### Brief
Return every record exactly as written.

### Material provided
_ _ _ _ _
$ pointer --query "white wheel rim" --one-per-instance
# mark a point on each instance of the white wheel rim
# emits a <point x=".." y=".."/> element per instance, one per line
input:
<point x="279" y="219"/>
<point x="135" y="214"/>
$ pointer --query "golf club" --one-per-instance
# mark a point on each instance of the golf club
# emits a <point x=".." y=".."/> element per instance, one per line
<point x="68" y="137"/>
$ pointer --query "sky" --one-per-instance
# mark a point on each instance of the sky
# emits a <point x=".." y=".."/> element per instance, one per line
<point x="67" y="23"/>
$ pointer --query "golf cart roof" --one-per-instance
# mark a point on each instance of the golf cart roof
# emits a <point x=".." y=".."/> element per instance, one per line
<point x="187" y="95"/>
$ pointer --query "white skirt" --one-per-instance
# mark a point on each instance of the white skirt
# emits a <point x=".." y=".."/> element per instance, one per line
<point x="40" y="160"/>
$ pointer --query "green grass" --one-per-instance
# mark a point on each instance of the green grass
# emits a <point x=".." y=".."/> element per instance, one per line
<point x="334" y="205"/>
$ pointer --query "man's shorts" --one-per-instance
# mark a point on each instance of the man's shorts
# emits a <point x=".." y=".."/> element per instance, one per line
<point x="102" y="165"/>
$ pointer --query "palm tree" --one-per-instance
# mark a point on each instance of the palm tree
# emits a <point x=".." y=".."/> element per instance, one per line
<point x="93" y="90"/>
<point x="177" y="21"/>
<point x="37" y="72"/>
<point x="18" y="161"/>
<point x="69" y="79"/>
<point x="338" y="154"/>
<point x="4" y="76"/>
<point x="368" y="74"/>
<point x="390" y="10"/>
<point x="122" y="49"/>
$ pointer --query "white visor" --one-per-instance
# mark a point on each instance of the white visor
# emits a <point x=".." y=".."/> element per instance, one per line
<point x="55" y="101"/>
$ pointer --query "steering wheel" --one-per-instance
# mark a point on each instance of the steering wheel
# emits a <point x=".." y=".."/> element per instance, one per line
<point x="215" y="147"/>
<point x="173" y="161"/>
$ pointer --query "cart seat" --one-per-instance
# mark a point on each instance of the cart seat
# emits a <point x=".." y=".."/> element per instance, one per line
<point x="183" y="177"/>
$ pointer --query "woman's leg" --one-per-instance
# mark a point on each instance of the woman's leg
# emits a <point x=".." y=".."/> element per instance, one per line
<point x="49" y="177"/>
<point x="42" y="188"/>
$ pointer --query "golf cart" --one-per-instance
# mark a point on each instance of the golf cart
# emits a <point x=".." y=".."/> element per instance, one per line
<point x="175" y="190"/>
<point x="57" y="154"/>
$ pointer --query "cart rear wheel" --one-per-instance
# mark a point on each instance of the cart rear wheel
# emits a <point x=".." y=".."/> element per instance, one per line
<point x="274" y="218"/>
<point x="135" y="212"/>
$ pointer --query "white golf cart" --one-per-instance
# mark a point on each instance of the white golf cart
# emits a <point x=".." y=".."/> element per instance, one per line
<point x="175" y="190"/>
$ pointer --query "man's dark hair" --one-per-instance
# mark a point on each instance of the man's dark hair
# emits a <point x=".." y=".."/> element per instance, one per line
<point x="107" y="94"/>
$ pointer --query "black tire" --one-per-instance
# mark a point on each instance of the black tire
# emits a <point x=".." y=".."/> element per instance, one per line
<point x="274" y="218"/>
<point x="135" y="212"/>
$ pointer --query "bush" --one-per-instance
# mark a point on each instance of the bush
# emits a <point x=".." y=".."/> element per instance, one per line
_ _ _ _ _
### Solution
$ pointer --query "white wheel rim" --one-per-instance
# mark a point on each instance of the white wheel rim
# emits a <point x=".." y=".."/> element per instance, one per line
input:
<point x="279" y="219"/>
<point x="135" y="214"/>
$ pointer --query "golf club" --one-per-instance
# mark a point on each instance of the golf club
# emits a <point x=".." y=".."/> element per instance, one per line
<point x="68" y="137"/>
$ pointer --query "sky" --one-per-instance
# mark a point on each instance of the sky
# emits a <point x=".." y=".."/> element per instance, one per line
<point x="67" y="23"/>
$ pointer --query "golf cart roof" --one-per-instance
# mark a point on each instance of the golf cart roof
# emits a <point x=".." y=".."/> element per instance, one per line
<point x="187" y="95"/>
$ pointer --query "white skirt" --one-per-instance
# mark a point on each instance of the white skirt
# emits a <point x=".." y=".."/> element per instance, one per line
<point x="40" y="160"/>
$ pointer --query "green grass" --one-per-instance
# mark a point on each instance of the green grass
# emits a <point x=".." y=".."/> element per instance, one per line
<point x="334" y="205"/>
$ pointer --query "man's shorts" --one-per-instance
# mark a point on each instance of the man's shorts
# emits a <point x=".." y=".."/> element per instance, one per line
<point x="102" y="165"/>
$ pointer --query "palm tree" --one-per-instance
# mark a point on each instance of the palm tree
# emits a <point x=".." y=".."/> element per instance, one per line
<point x="93" y="90"/>
<point x="177" y="21"/>
<point x="37" y="72"/>
<point x="18" y="161"/>
<point x="69" y="79"/>
<point x="338" y="154"/>
<point x="4" y="76"/>
<point x="368" y="74"/>
<point x="390" y="10"/>
<point x="122" y="49"/>
$ pointer --query "white visor" --one-per-instance
# mark a point on each instance of the white visor
# emits a <point x=".." y=".."/> element per instance, one per line
<point x="55" y="101"/>
$ pointer --query "steering wheel" --one-per-instance
# mark a point on each instance of the steering wheel
# emits a <point x=".." y=".."/> element per instance, one per line
<point x="215" y="147"/>
<point x="173" y="161"/>
$ pointer --query "cart seat" --one-per-instance
# mark a point on each instance of the cart seat
# emits a <point x=".." y=".."/> element per instance, one per line
<point x="183" y="177"/>
$ pointer --query "woman's leg" --one-per-instance
# mark a point on each instance of the woman's leg
# emits a <point x=".." y=".."/> element per instance, one per line
<point x="49" y="177"/>
<point x="42" y="188"/>
$ pointer --query "golf cart" --one-per-instance
# mark a point on each instance of the golf cart
# emits a <point x=".." y=".."/> element per instance, one per line
<point x="175" y="190"/>
<point x="57" y="154"/>
$ pointer --query "cart rear wheel" --one-per-instance
# mark a point on each instance of the cart rear wheel
# emits a <point x=".." y=".."/> element per instance, one per line
<point x="274" y="218"/>
<point x="135" y="212"/>
$ pointer --query "white golf cart" --one-per-instance
# mark a point on each instance of the white golf cart
# emits a <point x=".." y=".."/> element per instance, one per line
<point x="175" y="190"/>
$ pointer --query "man's dark hair" --one-per-instance
# mark a point on each instance of the man's dark hair
# emits a <point x=".." y=".."/> element per instance, one per line
<point x="107" y="94"/>
$ pointer --query "black tire" --one-per-instance
# mark a point on each instance of the black tire
# emits a <point x=".." y=".."/> element per instance, one per line
<point x="274" y="218"/>
<point x="135" y="212"/>
$ pointer --query "bush" --one-per-instance
# mark a point on each instance of the bush
# emits a <point x=".." y=".."/> element per instance, one per line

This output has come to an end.